Aim => Reproduce the records from their first line up to and including the line with "175 279 L 171", putting "disconnected" in place of "separate" and changing nothing else.

========================

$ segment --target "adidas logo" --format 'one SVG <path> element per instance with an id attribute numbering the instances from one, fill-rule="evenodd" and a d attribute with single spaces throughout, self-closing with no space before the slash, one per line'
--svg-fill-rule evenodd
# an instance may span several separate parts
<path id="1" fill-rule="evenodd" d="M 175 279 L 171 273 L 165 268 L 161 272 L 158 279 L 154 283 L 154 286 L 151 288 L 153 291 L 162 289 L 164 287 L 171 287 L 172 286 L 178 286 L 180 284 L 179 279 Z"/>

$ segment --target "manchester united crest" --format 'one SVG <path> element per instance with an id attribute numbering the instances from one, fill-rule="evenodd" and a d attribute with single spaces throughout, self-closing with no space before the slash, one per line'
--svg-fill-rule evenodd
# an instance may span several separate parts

========================

Complete answer =>
$ segment --target "adidas logo" --format 'one SVG <path> element per instance with an id attribute numbering the instances from one, fill-rule="evenodd" and a d attribute with single spaces throughout, self-closing with no space before the slash, one per line'
--svg-fill-rule evenodd
# an instance may span several disconnected parts
<path id="1" fill-rule="evenodd" d="M 175 279 L 171 273 L 165 268 L 161 272 L 158 279 L 154 283 L 154 286 L 151 288 L 153 291 L 162 289 L 164 287 L 171 287 L 172 286 L 178 286 L 180 284 L 179 279 Z"/>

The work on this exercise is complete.